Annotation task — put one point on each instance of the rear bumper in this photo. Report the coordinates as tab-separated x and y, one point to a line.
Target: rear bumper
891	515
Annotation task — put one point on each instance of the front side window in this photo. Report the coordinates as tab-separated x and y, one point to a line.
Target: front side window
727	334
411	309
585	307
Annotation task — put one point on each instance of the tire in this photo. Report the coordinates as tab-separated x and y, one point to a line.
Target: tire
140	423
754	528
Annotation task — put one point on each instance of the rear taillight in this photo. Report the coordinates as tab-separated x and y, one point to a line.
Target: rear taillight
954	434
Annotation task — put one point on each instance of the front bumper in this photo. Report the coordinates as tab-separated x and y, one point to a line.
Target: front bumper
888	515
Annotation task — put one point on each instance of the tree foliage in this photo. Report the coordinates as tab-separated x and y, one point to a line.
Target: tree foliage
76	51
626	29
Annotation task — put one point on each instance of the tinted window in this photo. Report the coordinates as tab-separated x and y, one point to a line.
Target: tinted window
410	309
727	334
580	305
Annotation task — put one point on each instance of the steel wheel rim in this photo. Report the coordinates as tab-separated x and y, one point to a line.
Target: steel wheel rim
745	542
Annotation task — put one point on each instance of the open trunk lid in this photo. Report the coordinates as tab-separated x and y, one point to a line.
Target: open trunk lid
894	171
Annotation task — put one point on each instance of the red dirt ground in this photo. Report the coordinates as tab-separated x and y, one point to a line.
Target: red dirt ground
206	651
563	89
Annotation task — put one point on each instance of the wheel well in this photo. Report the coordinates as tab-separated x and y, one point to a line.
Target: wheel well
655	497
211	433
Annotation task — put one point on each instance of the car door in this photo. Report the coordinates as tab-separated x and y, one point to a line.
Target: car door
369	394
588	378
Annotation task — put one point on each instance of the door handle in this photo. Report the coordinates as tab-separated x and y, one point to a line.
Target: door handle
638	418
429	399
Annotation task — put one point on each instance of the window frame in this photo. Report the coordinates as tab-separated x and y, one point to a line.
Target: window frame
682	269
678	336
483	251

_ _ _

Aim of the exercise: Give back all the material, with each line exactly as it stands.

Result of this task:
Annotation task — put one point on each instance of the rear bumper in this photo. Report the coordinates as tab-separated x and y, one point to a line.
Target: rear bumper
891	515
Annotation task — put one point on each instance of the front side window in this photo. Report the coordinates as tab-separated x and y, one point to a line.
Target: front side window
727	334
411	309
585	307
Annotation task — put one point on each instance of the tire in this photo. Report the coordinates as tab-separated x and y, one point to a line.
Target: tire
140	423
754	528
Annotation task — put one point on each instance of the rear taillight in this photo. Report the coordinates as tab-separated x and y, one point to a line.
Target: rear taillight
954	434
Annotation task — put one point on each instance of the front bumper in this photo. Report the coordinates as tab-separated x and y, one point to a line.
Target: front bumper
888	515
Annotation task — put one point on each instance of the tree foliage in this photo. Report the coordinates as tab-separated x and y, one point to a line.
Target: tree foliage
76	51
626	29
Annotation task — put one point on each instance of the tinted window in this photo. Report the coordinates as tab-separated x and y, one point to a line.
Target: tinted window
410	309
727	334
580	305
Annotation task — put one point on each instance of the steel wheel rim in this photo. Report the coordinates as tab-separated x and y, one point to a line.
Target: steel wheel rim
745	542
Annotation task — put one point on each instance of the open trunk lid in this photo. Report the coordinates as tab-separated x and y, one point to a line.
Target: open trunk lid
894	171
Annotation task — put one point on each instance of the red dirt ground in this photo. Report the coordinates as tab-separated x and y, one point to a line.
Target: red dirt ground
206	651
563	89
Annotation task — put one point on each instance of the wheel well in this photo. Report the coordinates as tab-separated x and y, one point to a line.
Target: wheel well
655	497
211	433
Annotation task — put one point on each instance of the car door in this photo. Report the coordinates as tab-separated x and y, one point to a line.
Target: car door
369	394
588	378
Annotation task — put one point on each instance of the door handle in this photo. Report the coordinates as tab-separated x and y, one point to a line.
Target: door handle
638	418
429	399
Annotation task — put one point on each instance of the window frame in this photo. Report the coordinates as tab-separated x and y, one point to a line.
Target: window frame
682	269
678	336
483	251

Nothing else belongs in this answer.